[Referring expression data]
● ● ● ● ● ● ●

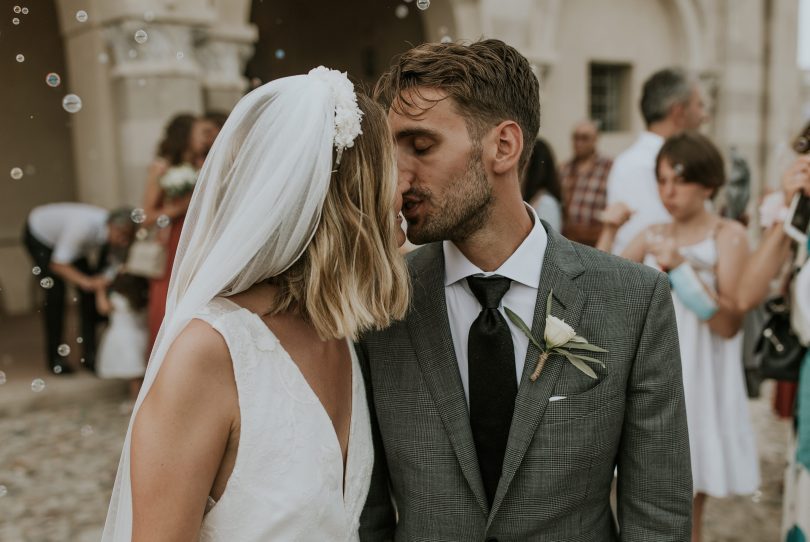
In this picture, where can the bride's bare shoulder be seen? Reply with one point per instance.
(197, 365)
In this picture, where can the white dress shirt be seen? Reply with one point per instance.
(523, 267)
(632, 180)
(73, 230)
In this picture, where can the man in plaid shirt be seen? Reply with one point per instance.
(584, 186)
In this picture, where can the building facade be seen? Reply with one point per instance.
(591, 57)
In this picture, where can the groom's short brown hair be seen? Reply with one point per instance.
(489, 80)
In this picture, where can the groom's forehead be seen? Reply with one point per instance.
(423, 105)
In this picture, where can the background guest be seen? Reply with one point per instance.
(541, 185)
(122, 351)
(710, 251)
(774, 258)
(62, 238)
(584, 186)
(671, 102)
(185, 142)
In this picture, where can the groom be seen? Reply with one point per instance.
(468, 447)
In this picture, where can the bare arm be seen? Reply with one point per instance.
(71, 274)
(153, 194)
(763, 266)
(732, 253)
(103, 305)
(613, 218)
(180, 436)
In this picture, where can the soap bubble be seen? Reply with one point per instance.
(53, 80)
(138, 216)
(72, 103)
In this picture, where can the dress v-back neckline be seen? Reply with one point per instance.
(345, 461)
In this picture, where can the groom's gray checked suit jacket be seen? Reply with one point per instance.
(561, 454)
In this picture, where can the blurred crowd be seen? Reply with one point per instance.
(665, 202)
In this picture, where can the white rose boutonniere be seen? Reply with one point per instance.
(559, 338)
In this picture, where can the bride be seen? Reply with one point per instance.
(252, 423)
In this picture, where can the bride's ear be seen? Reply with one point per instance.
(508, 140)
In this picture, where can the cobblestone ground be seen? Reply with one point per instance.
(58, 468)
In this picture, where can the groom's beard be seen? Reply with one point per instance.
(465, 208)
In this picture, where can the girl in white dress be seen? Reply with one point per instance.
(122, 350)
(252, 423)
(711, 251)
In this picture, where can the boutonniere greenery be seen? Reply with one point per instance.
(559, 338)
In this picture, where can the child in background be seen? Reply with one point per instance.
(122, 353)
(703, 254)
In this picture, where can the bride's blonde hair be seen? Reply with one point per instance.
(351, 278)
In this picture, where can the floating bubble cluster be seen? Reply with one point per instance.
(53, 80)
(72, 103)
(138, 216)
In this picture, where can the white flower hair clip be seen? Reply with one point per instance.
(347, 113)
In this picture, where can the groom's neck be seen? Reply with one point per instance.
(507, 227)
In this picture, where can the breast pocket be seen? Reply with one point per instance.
(599, 400)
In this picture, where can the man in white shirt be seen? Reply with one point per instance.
(671, 102)
(62, 239)
(470, 444)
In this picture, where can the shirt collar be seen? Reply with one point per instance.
(652, 139)
(523, 266)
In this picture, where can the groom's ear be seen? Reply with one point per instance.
(508, 138)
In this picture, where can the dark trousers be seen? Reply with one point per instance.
(53, 310)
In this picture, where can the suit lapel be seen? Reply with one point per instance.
(429, 329)
(560, 266)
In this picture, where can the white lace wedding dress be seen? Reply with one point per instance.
(287, 483)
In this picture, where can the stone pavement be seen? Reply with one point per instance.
(59, 452)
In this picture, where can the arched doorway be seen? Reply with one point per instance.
(360, 37)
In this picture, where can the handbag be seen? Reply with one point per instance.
(146, 257)
(779, 350)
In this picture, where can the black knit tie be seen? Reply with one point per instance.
(492, 380)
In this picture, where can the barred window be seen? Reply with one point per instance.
(610, 96)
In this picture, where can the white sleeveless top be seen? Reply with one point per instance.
(287, 482)
(721, 437)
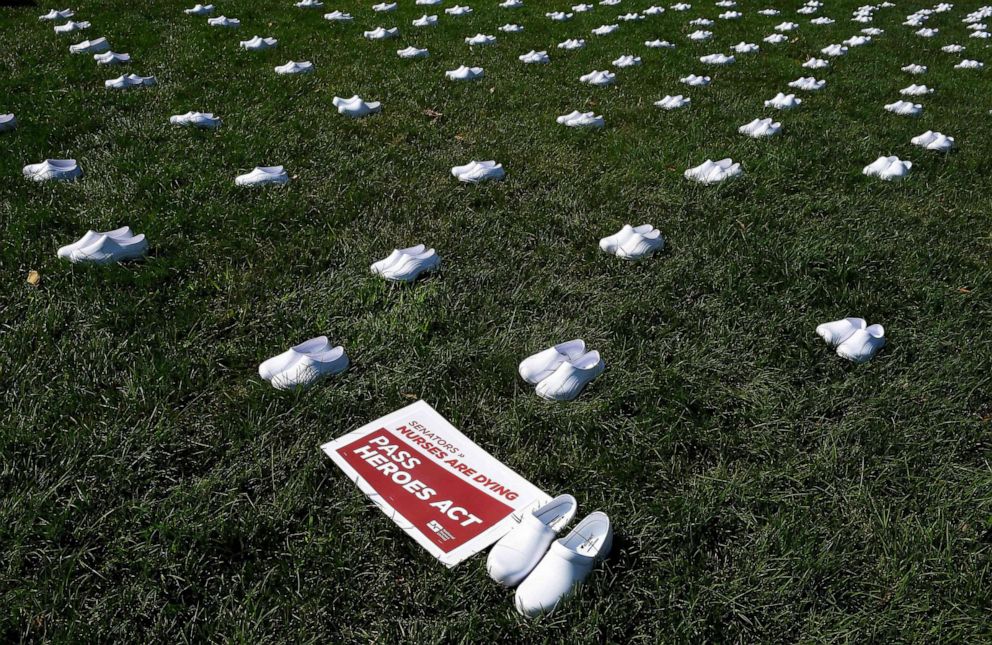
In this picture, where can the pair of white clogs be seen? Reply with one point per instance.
(561, 372)
(548, 570)
(302, 365)
(854, 339)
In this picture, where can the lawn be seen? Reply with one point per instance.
(154, 489)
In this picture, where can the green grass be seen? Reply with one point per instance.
(762, 489)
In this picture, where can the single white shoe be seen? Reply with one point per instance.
(863, 344)
(518, 552)
(200, 10)
(905, 108)
(293, 67)
(480, 40)
(571, 377)
(412, 52)
(464, 73)
(934, 141)
(258, 44)
(355, 107)
(53, 170)
(673, 102)
(262, 175)
(475, 172)
(713, 172)
(539, 366)
(130, 80)
(535, 58)
(836, 332)
(297, 370)
(641, 245)
(277, 364)
(105, 250)
(71, 26)
(857, 41)
(760, 128)
(55, 14)
(808, 84)
(382, 34)
(717, 59)
(394, 257)
(224, 21)
(123, 234)
(111, 58)
(816, 63)
(425, 21)
(745, 48)
(611, 243)
(576, 119)
(598, 79)
(695, 81)
(888, 168)
(568, 562)
(202, 120)
(95, 46)
(605, 30)
(627, 61)
(409, 266)
(783, 101)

● ● ● ● ● ● ●

[TASK DETAILS] Above are records to transcribe exactly; leave their pictures out.

[EXERCISE ANSWER]
In this picture, where can the bride's bare shoulder be seen? Reply with one point per instance.
(197, 365)
In this picture, where can the white dress shirt be seen? Reply with one point per instance.
(523, 267)
(632, 180)
(73, 230)
In this picture, where can the man in plaid shirt be seen? Reply with one point per instance.
(584, 186)
In this picture, where can the building facade be seen? Reply with one point per instance.
(591, 57)
In this picture, where can the groom's short brown hair be seen? Reply with one point per instance.
(489, 80)
In this picture, where can the groom's forehead be seen? Reply with one point per instance.
(423, 105)
In this picture, where can the background guest be seen? Reply with one point per instance.
(541, 185)
(122, 351)
(710, 251)
(774, 258)
(62, 238)
(584, 186)
(671, 102)
(185, 142)
In this picture, where can the groom be seen? Reply with one point per instance.
(468, 447)
In this picture, where can the bare arm be seen? Reply with one point per instance.
(71, 274)
(153, 194)
(763, 266)
(732, 253)
(103, 305)
(613, 218)
(180, 436)
In this picture, where can the soap bubble be seen? Reply with one point per instance.
(53, 80)
(138, 216)
(72, 103)
In this picture, where can the dress v-back neckline be seen? Reply with one point per instance.
(345, 461)
In this picture, where can the groom's gray checked suit jacket be seen? Reply with one point per instance.
(561, 454)
In this picture, where can the blurred crowd be seen? Reply with one point per instance.
(665, 202)
In this picture, where can the white rose boutonniere be seen? Reply with one point per instance.
(559, 338)
In this picture, where can the bride be seen? Reply with one point per instance.
(252, 423)
In this picture, where can the bride's ear be seen? Reply with one point per instance.
(508, 140)
In this picture, where can the cobblestone ground be seen? Reply with one point per instance.
(58, 468)
In this picture, where can the groom's beard be seen? Reply with one point per instance.
(465, 208)
In this picture, where can the girl in white dress be seen? Reply with one point per instance.
(122, 350)
(252, 423)
(711, 251)
In this picture, where can the boutonniere greenery be seen? Reply with one point per instance.
(559, 338)
In this picture, where can the child in background be seen? Reply with one point per instance.
(122, 353)
(703, 254)
In this picture, where can the bride's blonde hair be seen? Reply with one point per instance.
(351, 278)
In this picture, where can the floating bubble cluster be seen? Reply with one point per instance.
(53, 80)
(72, 103)
(138, 216)
In this picture, where can the white flower hair clip be seen? Reply with one point per instance.
(347, 113)
In this picture, where can the groom's neck be seen? Reply with one point per instance.
(507, 227)
In this picture, where can the breast pocket be seen? Reply with one point per instance.
(599, 400)
In this picture, where can the man in white shirt be seen? Reply with one point per instance.
(671, 102)
(62, 239)
(470, 444)
In this picture, where can the shirt collar be seen? Reply with one point per instance.
(652, 139)
(523, 266)
In this picture, where can the groom's ear be seen? Reply with one point per instance.
(508, 138)
In this picture, where can the dark trousers be seen? Reply with one point per instance.
(53, 310)
In this picture, where can the suit lapel be seen? Reply with one point per instance.
(429, 329)
(560, 266)
In this picture, where can the white lace wedding dress be seen? Reply with one point per instance.
(287, 483)
In this picture, where can the stone pavement be seen? Reply with one point per instance.
(59, 452)
In this picture, where can the arched doorway be seen? Reply with one point per instance.
(360, 37)
In this picture, where can the handbag be seen? Reply with one point per instance.
(146, 257)
(779, 350)
In this picture, where can the black knit tie be seen? Reply with one point per instance.
(492, 380)
In this picture, where can the barred window be seen? Reply with one point per instance.
(610, 96)
In this picture, where can the white sleeveless top be seen? Reply with one point per instance.
(287, 482)
(721, 437)
In this picture, where can the pair of white clogs be seen? Reply with one point per instance.
(561, 372)
(548, 570)
(302, 365)
(854, 339)
In this picture, where can the lawn be seen? Reply with one point per instance.
(154, 489)
In this picture, where can the green grass be seen? Reply with one point per instance.
(762, 489)
In this picture, where can the single white shoe be seen? Reply with one point per instance.
(863, 344)
(518, 552)
(200, 10)
(905, 108)
(293, 67)
(480, 40)
(571, 377)
(412, 52)
(464, 73)
(934, 141)
(258, 44)
(355, 107)
(53, 170)
(673, 102)
(262, 175)
(475, 172)
(713, 172)
(539, 366)
(130, 80)
(535, 58)
(836, 332)
(297, 370)
(641, 245)
(277, 364)
(105, 250)
(71, 26)
(857, 41)
(760, 128)
(55, 14)
(808, 84)
(382, 34)
(717, 59)
(394, 257)
(224, 21)
(123, 234)
(111, 58)
(816, 63)
(425, 21)
(745, 48)
(611, 243)
(576, 119)
(598, 79)
(695, 81)
(888, 168)
(568, 562)
(202, 120)
(95, 46)
(605, 30)
(627, 61)
(409, 266)
(783, 101)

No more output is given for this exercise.